Segment Start: Source passage

10. Re:Time For A New Supercomputer Metric by gentryx · 2012-09-13 01:29 · Score: 1
  
  I'm talking about fixed-point numbers, which are (almost) the same as integers in respect to the logic, but keep in mind the decimal point, which is is fixed (hence the name) to a certain place. Who in his right set of mind would propose to using pure integer arithmetic? You need a way to represent, say, 1.337.
  
  --
  Computer simulation made easy -- LibGeoDecomp
11. Re:Time For A New Supercomputer Metric by Jane+Q.+Public · 2012-09-13 08:02 · Score: 1
  
  "On a fixed point machine however adding both numbers will either result in an overflow or in two bits being tainted. And so on. Care to disprove me? "
  I would not attempt to try to "disprove" you on Slashdot. But I will argue with some of your assumptions.
  
  First, you can do "floating point" math using scaled integers of a size to represent the number of decimal points you desire. But the integer math is not subject to either the speed limitations, or the bugs that have been not just known but fairly common in fp hardware. Sure, you still get rounding errors, but you get those anyway. But they aren't the only kind of errors that occur with floating-point. They ARE the only kind of errors you get with integer math.

Segment End: Source passage

◆ Actions to take ◆
a: Transcribe the forum thread from "First, you can" to "with integer math.".
b: According to the forum thread, why are fixed-point numbers given that name?
The entries that follow come from a different source than the forum thread.

Segment Start: Data extract

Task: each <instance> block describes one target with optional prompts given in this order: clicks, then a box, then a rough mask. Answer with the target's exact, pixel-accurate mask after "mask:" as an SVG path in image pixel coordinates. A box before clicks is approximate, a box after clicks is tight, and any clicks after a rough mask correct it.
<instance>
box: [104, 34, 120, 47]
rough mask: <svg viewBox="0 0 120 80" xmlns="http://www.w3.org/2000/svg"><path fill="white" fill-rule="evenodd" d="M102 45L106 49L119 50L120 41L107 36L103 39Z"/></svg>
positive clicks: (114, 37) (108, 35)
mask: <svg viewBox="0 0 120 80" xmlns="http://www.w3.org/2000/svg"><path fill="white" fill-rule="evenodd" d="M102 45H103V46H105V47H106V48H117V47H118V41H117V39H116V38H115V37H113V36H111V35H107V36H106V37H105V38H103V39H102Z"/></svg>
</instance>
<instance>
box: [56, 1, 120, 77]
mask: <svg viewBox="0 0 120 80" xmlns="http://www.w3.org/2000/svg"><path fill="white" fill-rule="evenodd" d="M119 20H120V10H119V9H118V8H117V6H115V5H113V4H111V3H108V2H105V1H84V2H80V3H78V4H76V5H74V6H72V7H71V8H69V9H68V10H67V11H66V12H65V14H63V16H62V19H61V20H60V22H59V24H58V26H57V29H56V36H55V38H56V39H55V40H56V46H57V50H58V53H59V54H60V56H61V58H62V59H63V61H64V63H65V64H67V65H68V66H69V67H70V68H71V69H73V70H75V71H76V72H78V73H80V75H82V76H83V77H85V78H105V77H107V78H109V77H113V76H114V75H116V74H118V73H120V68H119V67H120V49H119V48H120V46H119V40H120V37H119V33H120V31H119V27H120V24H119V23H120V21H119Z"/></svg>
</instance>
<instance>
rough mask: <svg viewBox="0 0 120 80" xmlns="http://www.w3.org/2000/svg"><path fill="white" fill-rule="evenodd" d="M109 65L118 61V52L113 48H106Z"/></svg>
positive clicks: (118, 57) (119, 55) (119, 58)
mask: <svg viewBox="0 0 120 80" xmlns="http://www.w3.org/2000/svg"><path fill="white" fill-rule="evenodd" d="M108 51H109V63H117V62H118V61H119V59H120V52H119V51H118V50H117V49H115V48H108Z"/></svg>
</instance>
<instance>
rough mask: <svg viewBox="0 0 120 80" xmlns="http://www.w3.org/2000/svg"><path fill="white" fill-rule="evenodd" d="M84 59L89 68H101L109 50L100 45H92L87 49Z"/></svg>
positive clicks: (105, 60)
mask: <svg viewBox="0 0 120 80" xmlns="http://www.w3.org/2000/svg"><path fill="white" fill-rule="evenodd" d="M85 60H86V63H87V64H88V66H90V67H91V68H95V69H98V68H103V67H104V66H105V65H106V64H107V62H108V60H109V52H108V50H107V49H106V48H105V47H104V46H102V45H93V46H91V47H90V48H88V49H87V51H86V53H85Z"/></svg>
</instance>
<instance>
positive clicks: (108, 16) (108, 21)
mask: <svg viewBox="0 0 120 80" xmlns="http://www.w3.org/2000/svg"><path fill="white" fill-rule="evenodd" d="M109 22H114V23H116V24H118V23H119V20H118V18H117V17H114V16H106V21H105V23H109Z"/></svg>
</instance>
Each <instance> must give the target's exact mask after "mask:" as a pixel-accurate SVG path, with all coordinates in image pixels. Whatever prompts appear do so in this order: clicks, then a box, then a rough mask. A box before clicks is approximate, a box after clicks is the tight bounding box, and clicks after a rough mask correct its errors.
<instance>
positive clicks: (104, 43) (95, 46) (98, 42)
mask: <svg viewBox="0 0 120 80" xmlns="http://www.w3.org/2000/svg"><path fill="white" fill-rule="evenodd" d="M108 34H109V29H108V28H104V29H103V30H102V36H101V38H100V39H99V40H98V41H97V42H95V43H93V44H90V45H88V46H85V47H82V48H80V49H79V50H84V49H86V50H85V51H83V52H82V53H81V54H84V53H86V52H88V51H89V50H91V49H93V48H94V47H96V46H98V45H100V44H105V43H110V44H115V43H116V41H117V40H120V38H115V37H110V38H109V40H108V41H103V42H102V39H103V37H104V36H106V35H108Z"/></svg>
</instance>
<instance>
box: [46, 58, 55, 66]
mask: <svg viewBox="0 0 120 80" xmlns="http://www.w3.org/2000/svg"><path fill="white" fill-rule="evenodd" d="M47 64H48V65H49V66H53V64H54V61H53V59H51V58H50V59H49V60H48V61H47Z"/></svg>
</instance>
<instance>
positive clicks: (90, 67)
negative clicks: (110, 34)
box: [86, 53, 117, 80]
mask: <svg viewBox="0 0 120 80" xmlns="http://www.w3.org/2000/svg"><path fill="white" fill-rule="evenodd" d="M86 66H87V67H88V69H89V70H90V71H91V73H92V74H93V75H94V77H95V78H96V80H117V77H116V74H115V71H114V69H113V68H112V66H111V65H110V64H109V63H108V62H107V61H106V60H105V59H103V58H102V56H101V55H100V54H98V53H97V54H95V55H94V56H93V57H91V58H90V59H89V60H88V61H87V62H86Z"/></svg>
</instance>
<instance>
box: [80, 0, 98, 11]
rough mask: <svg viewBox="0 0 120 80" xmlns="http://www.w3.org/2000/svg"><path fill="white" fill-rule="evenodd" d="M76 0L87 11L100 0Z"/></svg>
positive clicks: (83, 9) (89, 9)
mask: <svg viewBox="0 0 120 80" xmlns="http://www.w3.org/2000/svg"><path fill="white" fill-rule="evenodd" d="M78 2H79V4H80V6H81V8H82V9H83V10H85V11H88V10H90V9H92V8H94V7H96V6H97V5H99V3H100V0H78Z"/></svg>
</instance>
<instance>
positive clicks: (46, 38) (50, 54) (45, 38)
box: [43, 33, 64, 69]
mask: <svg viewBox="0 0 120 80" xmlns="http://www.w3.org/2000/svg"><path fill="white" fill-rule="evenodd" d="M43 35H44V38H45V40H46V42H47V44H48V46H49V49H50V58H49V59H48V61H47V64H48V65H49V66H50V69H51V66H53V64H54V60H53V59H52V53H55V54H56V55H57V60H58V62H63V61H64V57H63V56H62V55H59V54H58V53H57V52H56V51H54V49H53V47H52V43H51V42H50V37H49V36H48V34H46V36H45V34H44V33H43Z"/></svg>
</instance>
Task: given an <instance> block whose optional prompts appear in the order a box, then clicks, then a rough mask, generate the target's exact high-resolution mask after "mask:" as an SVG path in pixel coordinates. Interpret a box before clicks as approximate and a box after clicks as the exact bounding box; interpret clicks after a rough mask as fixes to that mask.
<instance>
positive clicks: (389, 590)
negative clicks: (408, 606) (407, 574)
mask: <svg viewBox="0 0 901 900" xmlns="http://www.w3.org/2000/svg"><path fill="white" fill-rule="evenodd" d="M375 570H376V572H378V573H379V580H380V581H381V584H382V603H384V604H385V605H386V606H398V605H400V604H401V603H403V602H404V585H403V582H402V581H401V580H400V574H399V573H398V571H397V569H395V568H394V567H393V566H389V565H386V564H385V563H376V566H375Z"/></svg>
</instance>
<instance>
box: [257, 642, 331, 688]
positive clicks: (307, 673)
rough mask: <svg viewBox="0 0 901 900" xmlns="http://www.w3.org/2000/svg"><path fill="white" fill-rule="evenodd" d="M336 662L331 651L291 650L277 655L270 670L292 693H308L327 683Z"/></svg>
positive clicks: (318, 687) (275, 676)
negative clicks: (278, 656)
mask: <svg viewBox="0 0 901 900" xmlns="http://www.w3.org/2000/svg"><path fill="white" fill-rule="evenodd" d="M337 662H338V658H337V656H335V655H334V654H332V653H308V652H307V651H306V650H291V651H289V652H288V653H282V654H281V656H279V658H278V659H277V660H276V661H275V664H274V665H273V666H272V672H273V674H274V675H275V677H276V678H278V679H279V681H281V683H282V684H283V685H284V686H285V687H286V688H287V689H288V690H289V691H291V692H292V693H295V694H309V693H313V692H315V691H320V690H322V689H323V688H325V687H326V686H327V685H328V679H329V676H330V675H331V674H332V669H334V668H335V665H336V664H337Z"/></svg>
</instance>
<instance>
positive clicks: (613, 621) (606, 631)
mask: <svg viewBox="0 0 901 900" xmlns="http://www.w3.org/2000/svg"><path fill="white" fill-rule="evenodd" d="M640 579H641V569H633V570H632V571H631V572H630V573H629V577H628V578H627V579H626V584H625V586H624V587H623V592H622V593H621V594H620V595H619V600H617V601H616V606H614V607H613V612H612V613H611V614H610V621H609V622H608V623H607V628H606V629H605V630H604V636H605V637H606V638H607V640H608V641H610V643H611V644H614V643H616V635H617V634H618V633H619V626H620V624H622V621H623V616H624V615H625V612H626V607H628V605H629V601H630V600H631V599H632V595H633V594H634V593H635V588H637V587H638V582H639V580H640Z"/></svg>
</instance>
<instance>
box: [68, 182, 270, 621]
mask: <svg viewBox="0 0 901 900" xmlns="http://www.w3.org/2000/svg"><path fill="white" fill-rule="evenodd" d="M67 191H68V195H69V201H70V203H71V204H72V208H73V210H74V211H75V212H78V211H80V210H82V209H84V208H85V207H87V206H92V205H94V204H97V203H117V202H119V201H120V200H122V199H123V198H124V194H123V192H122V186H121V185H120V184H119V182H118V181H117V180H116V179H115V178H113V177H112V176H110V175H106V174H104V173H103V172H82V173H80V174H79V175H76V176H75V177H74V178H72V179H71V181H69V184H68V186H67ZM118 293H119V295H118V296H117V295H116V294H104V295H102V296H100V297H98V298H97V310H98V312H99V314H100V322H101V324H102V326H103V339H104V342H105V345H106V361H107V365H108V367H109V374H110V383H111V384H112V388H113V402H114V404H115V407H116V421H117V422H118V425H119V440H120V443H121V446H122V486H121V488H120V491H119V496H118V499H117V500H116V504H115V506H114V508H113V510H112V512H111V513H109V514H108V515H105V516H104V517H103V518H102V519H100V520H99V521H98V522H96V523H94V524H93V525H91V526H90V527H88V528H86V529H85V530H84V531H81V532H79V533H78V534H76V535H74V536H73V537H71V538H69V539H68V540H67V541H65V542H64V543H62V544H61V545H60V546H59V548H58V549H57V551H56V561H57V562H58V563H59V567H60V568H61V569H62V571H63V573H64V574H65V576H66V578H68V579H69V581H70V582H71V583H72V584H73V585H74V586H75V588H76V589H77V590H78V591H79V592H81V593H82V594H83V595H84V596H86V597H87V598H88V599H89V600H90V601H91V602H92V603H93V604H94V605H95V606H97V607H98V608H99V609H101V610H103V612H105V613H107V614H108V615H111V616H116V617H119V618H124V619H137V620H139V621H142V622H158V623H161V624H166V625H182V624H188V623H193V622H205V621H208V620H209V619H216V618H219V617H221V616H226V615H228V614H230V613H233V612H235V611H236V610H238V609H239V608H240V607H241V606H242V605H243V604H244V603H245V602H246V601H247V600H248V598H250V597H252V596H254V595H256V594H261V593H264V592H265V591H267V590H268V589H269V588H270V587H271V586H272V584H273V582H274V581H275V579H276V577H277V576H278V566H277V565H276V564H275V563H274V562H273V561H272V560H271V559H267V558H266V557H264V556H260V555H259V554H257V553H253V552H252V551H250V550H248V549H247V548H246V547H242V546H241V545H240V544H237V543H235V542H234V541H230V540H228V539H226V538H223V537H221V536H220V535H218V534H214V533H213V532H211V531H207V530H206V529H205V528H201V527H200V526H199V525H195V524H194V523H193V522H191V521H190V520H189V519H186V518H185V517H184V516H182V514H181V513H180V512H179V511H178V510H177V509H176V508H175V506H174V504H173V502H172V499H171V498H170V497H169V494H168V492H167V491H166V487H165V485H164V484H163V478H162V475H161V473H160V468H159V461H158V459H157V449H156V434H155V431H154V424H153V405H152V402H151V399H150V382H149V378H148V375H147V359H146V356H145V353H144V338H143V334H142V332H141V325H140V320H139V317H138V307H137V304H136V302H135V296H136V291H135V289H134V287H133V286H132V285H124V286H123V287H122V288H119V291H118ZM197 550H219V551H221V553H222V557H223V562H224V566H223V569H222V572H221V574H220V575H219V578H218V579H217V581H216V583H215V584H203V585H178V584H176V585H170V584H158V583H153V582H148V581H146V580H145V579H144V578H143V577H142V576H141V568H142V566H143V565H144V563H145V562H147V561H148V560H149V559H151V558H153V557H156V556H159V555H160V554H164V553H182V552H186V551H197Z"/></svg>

Segment End: Data extract

◆ Answers for each item ◆
a:
First, you can do "floating point" math using scaled integers of a size to represent the number of decimal points you desire. But the integer math is not subject to either the speed limitations, or the bugs that have been not just known but fairly common in fp hardware. Sure, you still get rounding errors, but you get those anyway. But they aren't the only kind of errors that occur with floating-point. They ARE the only kind of errors you get with integer math.

b: They are called fixed-point numbers because the decimal point is fixed to a certain place. Apart from that, they behave almost the same as integers in their logic.